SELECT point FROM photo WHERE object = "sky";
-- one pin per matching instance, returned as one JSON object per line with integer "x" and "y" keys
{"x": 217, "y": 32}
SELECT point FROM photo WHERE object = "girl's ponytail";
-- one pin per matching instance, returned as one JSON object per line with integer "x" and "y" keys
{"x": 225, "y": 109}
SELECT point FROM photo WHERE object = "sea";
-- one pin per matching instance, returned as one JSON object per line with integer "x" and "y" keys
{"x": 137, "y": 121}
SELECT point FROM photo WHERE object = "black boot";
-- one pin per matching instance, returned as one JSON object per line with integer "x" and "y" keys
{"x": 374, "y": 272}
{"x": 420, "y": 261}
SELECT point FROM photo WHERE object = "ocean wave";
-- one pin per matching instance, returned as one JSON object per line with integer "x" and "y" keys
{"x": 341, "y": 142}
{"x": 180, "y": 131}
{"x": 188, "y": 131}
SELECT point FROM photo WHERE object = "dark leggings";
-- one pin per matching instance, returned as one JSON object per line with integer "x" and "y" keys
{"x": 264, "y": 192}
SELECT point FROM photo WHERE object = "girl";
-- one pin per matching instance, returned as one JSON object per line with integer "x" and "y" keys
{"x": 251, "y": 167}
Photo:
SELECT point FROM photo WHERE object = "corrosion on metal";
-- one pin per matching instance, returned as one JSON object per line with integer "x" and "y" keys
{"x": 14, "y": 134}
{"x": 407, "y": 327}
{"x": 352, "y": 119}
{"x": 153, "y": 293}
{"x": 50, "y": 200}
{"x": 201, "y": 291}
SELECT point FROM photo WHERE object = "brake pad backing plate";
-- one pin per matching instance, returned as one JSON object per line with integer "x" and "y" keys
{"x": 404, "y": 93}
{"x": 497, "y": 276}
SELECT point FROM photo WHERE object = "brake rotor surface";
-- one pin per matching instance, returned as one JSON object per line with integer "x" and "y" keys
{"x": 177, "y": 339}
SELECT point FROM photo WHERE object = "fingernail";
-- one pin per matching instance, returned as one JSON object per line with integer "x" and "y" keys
──────
EXERCISE:
Count the lines in the entries above that contain the string "point", matching case exactly. Reply with the number alone.

WRITTEN ANSWER:
11